(Excerpts of pointing data)
>>>

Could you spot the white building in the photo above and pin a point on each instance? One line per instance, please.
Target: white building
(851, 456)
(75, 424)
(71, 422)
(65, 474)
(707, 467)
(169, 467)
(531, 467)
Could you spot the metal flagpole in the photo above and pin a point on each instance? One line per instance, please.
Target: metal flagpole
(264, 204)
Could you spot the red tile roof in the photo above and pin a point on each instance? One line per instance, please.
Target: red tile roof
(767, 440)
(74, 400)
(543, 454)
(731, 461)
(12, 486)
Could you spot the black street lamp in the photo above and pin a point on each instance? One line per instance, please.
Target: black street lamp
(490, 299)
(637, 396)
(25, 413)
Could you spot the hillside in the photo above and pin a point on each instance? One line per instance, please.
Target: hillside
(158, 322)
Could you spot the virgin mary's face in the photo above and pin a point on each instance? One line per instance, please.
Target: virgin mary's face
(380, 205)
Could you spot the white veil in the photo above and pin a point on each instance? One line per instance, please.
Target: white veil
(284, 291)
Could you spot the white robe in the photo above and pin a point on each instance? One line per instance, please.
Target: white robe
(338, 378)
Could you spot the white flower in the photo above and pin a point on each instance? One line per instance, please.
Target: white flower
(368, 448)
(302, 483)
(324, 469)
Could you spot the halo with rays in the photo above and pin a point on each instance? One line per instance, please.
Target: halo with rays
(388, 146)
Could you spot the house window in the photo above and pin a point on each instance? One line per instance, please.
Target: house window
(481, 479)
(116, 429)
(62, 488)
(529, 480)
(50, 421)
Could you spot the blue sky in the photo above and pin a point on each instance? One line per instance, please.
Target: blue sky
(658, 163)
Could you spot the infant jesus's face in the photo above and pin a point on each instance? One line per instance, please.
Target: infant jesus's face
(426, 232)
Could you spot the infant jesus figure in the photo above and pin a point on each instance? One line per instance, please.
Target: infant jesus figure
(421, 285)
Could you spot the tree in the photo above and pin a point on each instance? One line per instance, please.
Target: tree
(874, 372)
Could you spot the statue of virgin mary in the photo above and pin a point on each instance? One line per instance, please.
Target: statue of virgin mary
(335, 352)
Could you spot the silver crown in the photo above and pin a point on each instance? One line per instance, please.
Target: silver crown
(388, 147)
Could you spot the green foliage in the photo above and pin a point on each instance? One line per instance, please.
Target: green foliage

<<<
>>>

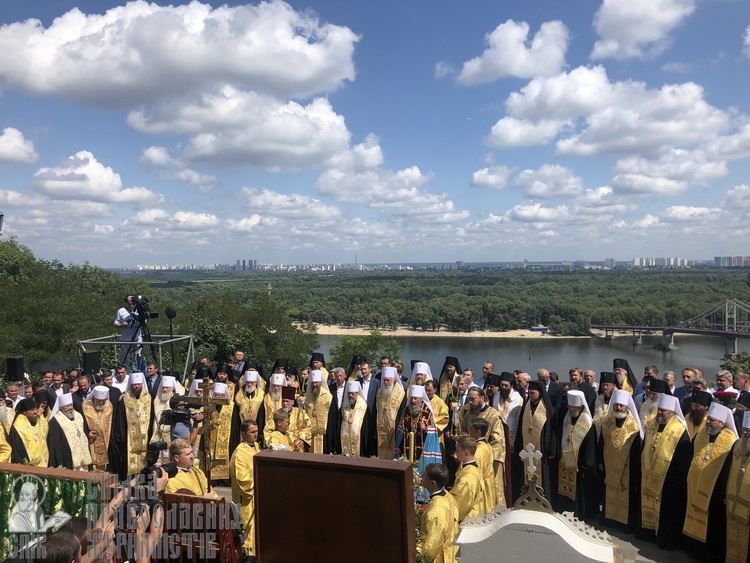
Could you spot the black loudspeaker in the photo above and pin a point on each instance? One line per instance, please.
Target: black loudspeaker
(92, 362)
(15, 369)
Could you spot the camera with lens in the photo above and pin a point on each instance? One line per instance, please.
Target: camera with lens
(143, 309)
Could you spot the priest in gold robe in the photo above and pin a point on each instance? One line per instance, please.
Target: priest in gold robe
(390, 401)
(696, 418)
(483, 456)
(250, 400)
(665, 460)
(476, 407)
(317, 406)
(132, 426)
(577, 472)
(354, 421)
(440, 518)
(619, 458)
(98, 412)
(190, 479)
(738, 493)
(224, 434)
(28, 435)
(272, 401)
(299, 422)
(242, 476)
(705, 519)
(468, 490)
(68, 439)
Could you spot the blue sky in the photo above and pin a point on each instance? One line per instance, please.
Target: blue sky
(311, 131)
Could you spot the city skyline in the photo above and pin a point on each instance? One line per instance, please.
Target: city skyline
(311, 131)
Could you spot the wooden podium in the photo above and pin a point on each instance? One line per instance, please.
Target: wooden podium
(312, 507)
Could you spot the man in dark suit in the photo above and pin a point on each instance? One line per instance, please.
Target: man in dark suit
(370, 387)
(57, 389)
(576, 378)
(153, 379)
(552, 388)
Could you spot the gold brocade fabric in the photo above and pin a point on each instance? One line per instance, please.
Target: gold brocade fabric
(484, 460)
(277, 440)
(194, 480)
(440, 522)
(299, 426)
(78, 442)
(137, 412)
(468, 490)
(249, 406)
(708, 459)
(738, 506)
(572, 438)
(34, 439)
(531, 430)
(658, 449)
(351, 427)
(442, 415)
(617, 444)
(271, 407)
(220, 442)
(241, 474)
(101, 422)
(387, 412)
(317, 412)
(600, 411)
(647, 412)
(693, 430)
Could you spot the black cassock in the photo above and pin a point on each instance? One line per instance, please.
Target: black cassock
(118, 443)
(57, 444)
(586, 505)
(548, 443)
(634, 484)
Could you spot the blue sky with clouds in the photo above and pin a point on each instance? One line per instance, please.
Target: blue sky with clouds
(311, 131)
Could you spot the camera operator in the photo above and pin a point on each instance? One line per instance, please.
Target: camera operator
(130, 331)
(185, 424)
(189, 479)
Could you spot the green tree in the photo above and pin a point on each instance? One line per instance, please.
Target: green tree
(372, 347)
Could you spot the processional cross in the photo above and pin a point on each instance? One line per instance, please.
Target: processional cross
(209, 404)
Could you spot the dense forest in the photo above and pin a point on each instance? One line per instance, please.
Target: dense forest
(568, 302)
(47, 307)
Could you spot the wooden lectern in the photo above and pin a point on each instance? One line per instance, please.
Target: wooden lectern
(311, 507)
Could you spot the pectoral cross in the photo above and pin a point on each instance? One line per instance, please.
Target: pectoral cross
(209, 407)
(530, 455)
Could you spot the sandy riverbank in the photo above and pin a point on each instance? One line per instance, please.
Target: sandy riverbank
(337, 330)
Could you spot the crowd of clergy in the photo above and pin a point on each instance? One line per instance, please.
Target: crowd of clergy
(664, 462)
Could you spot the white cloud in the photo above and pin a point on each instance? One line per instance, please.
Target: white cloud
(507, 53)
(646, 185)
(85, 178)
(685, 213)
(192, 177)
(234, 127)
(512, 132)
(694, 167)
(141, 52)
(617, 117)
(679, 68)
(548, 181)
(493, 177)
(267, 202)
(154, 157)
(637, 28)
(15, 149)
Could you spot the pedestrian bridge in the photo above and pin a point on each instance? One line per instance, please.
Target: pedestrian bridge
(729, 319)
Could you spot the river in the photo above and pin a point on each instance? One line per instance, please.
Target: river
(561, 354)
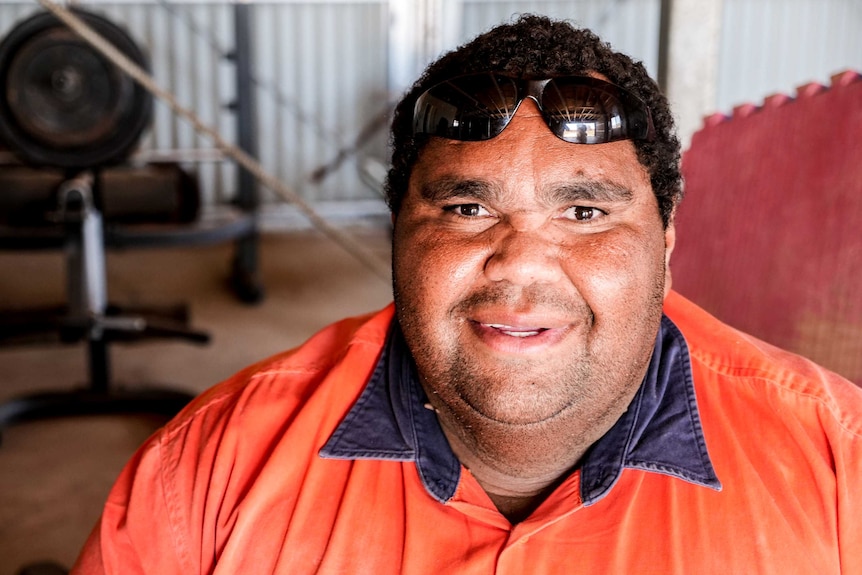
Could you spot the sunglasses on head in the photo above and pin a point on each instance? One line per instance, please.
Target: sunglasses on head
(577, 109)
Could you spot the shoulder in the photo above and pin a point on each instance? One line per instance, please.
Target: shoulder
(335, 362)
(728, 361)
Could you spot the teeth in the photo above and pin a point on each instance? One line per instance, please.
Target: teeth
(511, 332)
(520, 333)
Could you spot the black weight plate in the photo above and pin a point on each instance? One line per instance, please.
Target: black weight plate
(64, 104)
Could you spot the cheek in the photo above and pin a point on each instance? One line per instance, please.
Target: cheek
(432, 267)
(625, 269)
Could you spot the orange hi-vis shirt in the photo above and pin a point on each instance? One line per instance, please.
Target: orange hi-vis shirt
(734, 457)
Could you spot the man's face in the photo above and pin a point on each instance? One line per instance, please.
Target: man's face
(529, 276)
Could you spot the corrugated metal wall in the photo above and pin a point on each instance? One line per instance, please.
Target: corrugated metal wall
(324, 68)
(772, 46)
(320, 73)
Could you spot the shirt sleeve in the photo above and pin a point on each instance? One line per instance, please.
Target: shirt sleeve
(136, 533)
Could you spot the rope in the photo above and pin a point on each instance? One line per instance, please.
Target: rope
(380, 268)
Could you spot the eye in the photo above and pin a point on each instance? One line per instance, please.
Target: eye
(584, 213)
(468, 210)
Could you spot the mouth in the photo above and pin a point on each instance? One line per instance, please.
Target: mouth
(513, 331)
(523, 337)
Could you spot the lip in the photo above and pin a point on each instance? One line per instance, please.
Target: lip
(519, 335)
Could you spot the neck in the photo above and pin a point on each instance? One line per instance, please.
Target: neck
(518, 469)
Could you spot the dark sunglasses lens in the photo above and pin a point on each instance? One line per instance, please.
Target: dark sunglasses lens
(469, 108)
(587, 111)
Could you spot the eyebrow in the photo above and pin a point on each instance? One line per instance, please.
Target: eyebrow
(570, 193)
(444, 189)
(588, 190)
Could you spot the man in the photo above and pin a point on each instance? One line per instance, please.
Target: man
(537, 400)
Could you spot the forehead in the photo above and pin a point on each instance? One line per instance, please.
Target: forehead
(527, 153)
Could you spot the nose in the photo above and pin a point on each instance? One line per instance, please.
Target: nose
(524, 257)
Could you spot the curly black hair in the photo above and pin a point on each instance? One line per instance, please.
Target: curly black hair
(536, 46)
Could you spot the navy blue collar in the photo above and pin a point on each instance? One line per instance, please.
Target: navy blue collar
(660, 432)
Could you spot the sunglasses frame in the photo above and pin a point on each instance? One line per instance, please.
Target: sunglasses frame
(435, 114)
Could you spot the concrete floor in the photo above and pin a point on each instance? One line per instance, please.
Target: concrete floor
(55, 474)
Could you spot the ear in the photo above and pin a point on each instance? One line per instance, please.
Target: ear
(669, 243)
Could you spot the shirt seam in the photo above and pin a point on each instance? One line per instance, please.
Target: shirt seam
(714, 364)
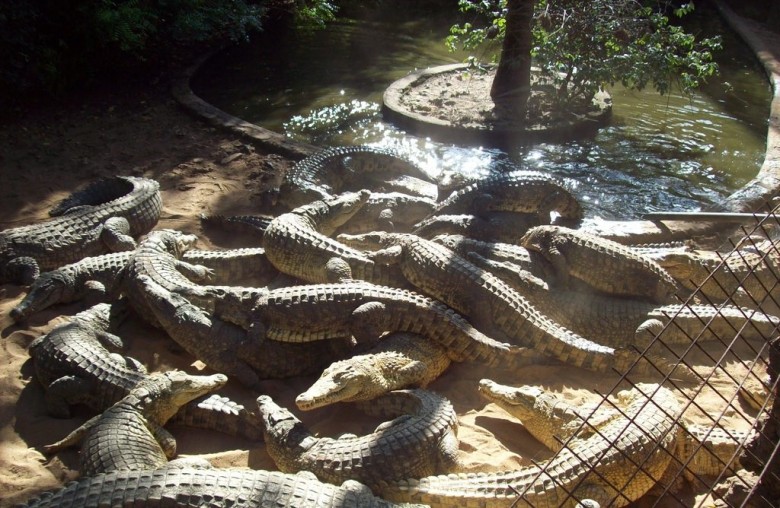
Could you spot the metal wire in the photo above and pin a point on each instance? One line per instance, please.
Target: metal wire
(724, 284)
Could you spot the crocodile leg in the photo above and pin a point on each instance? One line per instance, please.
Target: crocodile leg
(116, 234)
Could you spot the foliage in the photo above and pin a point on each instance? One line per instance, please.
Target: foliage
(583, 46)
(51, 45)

<<<

Return every line of the data above that contains the string "sleeve", treating uppercase and lowercase as distinct.

Could you spot the shirt sleeve in the photo above and pin a point on each instance? One line per instance, please.
Target: shirt sleeve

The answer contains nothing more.